Go through the entries below and print, exactly, the lines starting at the one with "Target: city skyline" and ending at the one with "sample | [45, 170]", keeping both ends and no others.

------ DATASET ENTRIES

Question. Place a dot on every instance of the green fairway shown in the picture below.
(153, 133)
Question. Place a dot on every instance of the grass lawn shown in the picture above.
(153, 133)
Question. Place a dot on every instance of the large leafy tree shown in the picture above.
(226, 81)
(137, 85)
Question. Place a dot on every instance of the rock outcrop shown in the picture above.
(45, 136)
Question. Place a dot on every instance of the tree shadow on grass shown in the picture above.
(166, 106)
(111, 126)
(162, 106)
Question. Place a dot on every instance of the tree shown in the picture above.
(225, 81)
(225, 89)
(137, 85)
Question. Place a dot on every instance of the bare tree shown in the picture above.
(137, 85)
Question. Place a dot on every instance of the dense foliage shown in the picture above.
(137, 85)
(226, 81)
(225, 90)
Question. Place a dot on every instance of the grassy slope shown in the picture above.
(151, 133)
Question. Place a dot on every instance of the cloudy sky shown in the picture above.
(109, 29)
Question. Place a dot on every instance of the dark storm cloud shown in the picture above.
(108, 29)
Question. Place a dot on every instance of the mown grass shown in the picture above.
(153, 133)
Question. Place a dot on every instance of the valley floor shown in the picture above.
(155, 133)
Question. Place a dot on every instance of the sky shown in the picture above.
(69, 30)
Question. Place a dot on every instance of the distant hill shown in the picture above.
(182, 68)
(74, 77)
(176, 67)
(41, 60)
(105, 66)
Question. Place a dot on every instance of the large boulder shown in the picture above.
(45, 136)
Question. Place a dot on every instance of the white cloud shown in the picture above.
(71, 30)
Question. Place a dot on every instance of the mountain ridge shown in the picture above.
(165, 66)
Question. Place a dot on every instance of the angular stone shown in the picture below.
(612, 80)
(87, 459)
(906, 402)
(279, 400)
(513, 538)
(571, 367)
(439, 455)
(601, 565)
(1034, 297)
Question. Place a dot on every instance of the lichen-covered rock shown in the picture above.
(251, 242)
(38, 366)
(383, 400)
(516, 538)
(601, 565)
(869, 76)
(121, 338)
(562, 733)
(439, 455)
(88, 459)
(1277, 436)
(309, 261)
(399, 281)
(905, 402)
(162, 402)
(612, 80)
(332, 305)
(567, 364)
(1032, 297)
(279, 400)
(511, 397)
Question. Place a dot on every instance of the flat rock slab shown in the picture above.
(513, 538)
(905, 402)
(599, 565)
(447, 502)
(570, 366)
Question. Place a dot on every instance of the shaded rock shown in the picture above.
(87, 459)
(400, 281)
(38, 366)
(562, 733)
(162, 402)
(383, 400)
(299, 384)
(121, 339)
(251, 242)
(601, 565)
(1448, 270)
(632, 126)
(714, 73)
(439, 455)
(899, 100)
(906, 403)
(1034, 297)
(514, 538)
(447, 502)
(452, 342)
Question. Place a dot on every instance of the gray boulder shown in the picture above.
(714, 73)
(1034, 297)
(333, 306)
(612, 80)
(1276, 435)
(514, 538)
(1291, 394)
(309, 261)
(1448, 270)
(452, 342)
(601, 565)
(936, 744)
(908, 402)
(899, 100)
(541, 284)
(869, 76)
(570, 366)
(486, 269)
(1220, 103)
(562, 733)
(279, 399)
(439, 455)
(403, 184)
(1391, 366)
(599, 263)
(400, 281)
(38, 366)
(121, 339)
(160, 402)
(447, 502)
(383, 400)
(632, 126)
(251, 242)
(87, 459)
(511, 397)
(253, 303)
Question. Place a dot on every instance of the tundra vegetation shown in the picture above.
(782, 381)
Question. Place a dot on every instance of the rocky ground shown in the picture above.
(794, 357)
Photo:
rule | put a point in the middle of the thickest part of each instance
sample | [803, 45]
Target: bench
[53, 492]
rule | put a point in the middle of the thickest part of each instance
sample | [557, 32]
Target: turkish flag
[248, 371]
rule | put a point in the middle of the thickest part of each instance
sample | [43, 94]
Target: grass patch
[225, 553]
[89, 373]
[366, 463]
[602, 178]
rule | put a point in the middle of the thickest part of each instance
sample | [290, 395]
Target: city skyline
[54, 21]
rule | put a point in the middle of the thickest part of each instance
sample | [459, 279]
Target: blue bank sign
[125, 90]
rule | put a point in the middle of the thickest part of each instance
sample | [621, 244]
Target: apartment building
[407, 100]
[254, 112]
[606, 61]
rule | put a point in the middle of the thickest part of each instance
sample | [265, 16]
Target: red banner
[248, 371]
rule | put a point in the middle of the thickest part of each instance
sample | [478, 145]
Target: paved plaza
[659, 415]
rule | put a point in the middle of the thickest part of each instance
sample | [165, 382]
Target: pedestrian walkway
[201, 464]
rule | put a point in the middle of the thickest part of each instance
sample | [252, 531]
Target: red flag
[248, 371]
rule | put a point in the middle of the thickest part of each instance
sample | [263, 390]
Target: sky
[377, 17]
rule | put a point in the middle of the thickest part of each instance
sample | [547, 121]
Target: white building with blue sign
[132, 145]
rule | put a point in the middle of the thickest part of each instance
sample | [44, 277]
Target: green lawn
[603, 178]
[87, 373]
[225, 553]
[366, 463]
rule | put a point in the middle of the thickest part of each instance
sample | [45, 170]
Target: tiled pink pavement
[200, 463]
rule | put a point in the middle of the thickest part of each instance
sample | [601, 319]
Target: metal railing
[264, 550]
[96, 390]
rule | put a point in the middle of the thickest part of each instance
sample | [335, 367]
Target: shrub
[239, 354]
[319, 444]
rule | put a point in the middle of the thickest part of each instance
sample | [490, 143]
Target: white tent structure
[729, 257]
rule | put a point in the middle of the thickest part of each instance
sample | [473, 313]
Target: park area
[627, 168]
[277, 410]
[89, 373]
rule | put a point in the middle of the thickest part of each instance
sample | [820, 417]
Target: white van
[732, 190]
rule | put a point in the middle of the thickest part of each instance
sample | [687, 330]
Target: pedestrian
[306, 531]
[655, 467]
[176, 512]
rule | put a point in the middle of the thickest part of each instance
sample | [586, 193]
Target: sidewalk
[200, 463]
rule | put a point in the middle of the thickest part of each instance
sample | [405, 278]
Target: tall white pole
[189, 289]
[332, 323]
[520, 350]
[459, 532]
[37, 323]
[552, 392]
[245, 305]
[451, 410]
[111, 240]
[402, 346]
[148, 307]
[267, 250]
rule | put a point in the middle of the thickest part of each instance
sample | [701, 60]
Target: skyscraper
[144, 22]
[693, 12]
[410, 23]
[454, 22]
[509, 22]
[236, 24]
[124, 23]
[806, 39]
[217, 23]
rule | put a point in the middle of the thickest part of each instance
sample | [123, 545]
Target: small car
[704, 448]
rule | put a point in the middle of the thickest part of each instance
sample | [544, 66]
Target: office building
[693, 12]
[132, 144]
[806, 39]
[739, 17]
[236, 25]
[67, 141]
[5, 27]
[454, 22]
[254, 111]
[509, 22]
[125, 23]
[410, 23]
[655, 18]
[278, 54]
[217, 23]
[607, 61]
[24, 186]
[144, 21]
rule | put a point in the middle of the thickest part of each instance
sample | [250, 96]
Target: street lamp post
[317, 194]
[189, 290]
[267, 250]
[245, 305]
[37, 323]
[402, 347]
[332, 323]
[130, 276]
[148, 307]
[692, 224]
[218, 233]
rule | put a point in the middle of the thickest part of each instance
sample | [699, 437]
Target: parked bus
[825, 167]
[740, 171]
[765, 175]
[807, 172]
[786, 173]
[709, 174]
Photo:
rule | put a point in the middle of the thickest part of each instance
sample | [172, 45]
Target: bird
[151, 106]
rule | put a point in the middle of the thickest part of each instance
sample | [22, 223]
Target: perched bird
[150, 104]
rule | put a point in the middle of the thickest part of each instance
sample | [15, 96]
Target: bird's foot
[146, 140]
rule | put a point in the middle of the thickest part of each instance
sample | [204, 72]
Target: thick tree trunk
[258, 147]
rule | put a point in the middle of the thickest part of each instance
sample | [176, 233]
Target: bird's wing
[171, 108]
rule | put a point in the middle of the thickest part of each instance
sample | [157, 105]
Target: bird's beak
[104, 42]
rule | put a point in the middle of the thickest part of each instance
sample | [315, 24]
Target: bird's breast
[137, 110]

------------

= WORKED SOLUTION =
Target: city skyline
[54, 21]
rule | put a point in the middle of the thickest part of each instance
sample | [459, 279]
Target: blue bank sign
[125, 90]
rule | put a point in the middle of the thickest part of each instance
sample | [621, 244]
Target: apartment building
[407, 100]
[254, 112]
[606, 61]
rule | put a point in the middle of the thickest part of each instance
sample | [265, 16]
Target: red banner
[248, 371]
rule | put a point in the middle of the thickest part of each instance
sample | [478, 145]
Target: paved plaza
[659, 415]
rule | put a point in the middle of the thickest part of each instance
sample | [165, 382]
Target: pedestrian walkway
[201, 464]
rule | put a point in the middle of the thickest part of each instance
sample | [252, 531]
Target: red flag
[248, 371]
rule | put a point in the middle of the thickest part of each instance
sample | [263, 390]
Target: sky
[377, 17]
rule | put a point in the middle of the thickest part of each instance
sample | [547, 121]
Target: white building with blue sign
[132, 145]
rule | put a point in the middle of the thickest part of each instance
sample | [44, 277]
Target: green lawn
[603, 178]
[87, 373]
[225, 553]
[366, 463]
rule | put a point in the middle of the thickest part of each instance
sample | [45, 170]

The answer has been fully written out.